[Records for the exercise]
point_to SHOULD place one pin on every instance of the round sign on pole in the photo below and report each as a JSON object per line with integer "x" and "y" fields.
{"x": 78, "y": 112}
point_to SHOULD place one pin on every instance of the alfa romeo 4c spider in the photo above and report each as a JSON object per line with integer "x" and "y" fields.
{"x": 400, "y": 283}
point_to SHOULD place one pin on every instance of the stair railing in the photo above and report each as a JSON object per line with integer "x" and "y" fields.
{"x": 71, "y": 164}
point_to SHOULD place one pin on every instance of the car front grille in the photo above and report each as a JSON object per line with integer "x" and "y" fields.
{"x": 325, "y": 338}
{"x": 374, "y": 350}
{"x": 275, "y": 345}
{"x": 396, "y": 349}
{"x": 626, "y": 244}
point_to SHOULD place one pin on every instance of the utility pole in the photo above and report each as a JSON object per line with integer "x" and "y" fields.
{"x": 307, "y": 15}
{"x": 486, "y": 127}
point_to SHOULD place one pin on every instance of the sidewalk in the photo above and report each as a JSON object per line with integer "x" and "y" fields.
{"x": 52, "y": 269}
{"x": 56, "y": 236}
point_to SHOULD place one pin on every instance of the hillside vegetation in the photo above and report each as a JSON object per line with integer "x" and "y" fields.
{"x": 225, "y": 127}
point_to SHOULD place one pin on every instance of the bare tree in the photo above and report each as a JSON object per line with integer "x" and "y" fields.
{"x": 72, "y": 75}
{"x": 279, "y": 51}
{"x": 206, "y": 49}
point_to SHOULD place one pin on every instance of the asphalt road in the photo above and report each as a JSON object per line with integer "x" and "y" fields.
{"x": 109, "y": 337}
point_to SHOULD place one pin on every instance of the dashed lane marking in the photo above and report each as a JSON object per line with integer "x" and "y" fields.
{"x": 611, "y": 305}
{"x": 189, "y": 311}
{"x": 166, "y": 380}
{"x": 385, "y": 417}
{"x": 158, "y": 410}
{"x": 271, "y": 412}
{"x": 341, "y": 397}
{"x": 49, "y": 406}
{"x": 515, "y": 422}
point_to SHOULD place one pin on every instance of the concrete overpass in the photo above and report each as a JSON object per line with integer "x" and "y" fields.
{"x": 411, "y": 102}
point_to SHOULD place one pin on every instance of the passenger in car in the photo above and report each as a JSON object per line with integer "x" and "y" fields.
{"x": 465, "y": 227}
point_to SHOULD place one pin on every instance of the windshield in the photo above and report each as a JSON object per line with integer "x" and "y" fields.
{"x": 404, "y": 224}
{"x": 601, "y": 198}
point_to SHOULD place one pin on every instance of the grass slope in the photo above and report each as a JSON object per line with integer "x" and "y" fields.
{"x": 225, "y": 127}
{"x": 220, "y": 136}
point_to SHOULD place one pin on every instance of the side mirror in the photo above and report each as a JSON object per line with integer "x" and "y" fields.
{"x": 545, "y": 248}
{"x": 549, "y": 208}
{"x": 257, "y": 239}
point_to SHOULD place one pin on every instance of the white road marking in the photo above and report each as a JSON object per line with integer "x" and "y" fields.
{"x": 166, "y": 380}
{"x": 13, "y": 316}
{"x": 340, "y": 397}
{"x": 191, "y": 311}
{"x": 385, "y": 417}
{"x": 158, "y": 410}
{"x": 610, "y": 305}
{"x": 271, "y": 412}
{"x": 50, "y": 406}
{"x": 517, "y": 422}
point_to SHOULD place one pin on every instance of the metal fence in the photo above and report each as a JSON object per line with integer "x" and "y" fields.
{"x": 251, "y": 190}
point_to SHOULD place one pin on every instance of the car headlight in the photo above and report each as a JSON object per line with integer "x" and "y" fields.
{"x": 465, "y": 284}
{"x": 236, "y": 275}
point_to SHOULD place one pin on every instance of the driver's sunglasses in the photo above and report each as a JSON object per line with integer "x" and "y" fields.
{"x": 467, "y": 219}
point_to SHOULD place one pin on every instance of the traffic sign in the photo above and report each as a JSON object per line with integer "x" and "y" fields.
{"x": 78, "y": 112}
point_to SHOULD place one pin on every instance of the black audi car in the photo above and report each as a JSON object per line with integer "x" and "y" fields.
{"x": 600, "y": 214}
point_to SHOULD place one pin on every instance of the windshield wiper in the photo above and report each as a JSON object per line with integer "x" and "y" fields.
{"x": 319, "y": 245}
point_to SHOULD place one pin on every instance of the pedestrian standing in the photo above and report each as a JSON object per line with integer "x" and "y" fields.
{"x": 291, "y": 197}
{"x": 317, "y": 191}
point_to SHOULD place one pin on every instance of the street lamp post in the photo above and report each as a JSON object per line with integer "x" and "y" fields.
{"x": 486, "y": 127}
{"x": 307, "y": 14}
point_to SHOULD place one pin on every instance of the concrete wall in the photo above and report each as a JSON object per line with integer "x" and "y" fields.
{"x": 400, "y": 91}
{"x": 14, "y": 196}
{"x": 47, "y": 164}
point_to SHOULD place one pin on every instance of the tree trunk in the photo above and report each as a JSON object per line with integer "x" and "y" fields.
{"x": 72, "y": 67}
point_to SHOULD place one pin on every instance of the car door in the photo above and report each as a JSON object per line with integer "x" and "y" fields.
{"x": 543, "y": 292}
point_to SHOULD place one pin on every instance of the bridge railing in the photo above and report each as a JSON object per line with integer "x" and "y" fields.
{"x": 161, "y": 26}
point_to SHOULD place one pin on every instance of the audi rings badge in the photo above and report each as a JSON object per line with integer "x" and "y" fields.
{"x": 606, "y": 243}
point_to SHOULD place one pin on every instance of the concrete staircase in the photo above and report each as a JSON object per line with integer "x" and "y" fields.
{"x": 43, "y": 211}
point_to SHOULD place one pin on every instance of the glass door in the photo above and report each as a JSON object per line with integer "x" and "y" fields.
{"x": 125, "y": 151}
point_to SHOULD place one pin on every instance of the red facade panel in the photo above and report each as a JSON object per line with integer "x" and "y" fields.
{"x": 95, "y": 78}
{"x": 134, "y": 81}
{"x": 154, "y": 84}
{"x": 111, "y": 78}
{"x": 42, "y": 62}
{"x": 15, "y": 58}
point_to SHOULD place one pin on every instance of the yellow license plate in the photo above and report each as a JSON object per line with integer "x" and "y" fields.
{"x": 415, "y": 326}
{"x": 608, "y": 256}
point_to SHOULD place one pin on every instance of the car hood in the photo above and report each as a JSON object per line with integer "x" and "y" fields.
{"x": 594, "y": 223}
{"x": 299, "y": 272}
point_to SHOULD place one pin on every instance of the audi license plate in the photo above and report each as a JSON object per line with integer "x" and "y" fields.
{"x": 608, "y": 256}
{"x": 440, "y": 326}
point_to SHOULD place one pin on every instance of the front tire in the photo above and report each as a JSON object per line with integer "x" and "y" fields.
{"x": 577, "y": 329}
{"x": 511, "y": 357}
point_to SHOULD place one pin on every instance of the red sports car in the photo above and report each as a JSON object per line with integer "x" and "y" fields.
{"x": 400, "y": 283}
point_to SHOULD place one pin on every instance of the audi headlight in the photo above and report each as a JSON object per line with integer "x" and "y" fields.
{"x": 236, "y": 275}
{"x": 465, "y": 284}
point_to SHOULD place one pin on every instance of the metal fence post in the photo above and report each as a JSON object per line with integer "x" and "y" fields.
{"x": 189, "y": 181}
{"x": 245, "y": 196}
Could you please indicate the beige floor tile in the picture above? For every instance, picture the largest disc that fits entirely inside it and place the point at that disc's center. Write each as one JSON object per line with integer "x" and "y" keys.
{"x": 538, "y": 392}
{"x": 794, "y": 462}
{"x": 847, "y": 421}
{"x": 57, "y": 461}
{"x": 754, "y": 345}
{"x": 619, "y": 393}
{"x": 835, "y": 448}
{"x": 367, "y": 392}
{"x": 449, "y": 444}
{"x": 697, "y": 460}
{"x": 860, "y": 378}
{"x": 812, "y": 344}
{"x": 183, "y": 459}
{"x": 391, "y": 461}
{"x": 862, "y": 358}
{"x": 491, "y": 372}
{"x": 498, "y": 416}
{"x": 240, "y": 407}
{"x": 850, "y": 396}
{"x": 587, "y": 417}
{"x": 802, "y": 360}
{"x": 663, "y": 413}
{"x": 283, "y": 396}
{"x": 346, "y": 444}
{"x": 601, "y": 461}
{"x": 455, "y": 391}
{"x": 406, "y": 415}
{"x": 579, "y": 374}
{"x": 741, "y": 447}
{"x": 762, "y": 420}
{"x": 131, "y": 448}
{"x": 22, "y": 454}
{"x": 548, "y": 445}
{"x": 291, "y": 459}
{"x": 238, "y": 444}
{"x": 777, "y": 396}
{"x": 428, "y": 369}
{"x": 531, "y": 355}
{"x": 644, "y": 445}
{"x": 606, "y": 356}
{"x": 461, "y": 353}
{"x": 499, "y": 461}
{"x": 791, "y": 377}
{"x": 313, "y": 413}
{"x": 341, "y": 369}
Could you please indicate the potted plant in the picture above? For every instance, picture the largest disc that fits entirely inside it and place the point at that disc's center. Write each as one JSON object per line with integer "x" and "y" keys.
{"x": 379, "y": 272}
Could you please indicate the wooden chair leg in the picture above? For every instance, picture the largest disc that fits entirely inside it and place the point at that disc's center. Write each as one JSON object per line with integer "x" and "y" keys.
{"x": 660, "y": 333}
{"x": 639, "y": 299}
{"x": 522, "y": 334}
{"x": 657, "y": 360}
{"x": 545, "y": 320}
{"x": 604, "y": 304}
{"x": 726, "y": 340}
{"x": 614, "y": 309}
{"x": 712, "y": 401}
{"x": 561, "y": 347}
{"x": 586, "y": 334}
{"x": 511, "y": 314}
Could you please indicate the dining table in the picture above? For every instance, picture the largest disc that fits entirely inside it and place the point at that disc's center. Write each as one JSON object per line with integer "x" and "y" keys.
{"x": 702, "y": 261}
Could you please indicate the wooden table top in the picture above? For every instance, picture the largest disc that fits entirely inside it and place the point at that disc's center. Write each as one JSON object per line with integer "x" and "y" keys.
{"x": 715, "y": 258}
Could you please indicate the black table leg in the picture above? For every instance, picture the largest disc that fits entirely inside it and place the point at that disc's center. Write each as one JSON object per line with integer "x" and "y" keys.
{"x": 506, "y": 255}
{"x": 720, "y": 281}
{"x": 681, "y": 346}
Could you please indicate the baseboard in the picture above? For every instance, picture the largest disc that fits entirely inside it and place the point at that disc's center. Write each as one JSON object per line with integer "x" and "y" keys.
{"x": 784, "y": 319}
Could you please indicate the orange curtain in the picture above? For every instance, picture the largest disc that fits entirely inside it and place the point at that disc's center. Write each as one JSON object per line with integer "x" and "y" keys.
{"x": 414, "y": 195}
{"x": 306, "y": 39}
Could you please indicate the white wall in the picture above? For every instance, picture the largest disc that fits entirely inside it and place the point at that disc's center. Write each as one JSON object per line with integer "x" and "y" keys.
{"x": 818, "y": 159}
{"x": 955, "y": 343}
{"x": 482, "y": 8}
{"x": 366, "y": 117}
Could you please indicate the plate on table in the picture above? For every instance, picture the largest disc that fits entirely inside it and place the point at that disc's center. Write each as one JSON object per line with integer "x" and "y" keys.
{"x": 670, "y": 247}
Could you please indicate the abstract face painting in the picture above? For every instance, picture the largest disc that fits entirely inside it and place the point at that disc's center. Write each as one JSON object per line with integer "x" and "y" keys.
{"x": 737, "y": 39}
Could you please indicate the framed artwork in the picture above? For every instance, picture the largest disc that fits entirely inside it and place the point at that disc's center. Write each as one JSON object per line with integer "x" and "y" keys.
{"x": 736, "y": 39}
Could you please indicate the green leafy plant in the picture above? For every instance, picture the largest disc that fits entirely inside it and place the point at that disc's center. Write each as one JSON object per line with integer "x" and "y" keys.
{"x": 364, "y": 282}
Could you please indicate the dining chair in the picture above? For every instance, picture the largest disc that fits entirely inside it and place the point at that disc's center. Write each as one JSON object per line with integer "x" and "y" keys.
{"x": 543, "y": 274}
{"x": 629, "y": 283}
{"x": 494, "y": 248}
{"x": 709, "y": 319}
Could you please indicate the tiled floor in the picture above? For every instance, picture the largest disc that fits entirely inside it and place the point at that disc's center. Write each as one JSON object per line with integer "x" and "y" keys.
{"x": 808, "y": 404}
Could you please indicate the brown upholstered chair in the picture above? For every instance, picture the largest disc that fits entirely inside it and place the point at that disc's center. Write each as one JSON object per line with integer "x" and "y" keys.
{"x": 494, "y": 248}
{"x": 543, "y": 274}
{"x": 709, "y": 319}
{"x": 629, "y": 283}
[/Records for the exercise]
### Instructions to follow
Copy out the lines beginning at the one that contains "Could you please indicate the tiled". Stop at the final line of the data, and include it.

### Written response
Could you please indicate the tiled floor in the picture above? For every instance, picture the largest disc that fits entirely inside it and place the point at that disc's center. Write each as one JSON object per line with integer "x" and "y" keys.
{"x": 808, "y": 404}
Could you please indicate the brown upholstered chair in the picture above? For every instance, picture the largest disc that fits entirely inside it and place the point at that disc's center. Write each as one JSON object per line with integer "x" and "y" keys.
{"x": 494, "y": 248}
{"x": 543, "y": 274}
{"x": 709, "y": 319}
{"x": 629, "y": 283}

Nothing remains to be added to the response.